§ **Aim of the exercise**
Work through the data line by line, gathering every line that has the word "positive".

§ **Extracted entries**

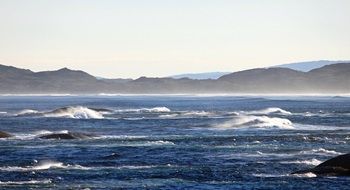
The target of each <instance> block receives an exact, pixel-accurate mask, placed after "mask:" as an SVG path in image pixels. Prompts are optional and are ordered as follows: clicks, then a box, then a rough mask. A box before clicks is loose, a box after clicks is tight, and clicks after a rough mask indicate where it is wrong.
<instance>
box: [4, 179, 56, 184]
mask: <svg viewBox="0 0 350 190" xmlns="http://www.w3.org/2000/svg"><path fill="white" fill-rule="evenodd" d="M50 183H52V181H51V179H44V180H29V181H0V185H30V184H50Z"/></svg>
* * *
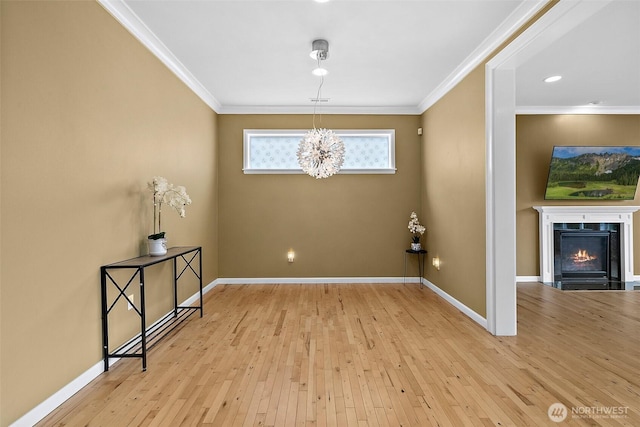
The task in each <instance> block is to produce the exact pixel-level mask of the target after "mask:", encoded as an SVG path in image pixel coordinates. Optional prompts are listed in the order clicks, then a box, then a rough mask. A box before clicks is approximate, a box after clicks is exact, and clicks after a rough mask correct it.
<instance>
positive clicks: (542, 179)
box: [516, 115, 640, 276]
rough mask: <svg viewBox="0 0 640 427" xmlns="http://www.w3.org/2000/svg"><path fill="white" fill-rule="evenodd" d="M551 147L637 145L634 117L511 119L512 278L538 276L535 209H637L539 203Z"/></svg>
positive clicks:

§ **Problem solution**
positive clicks: (542, 179)
positive clicks:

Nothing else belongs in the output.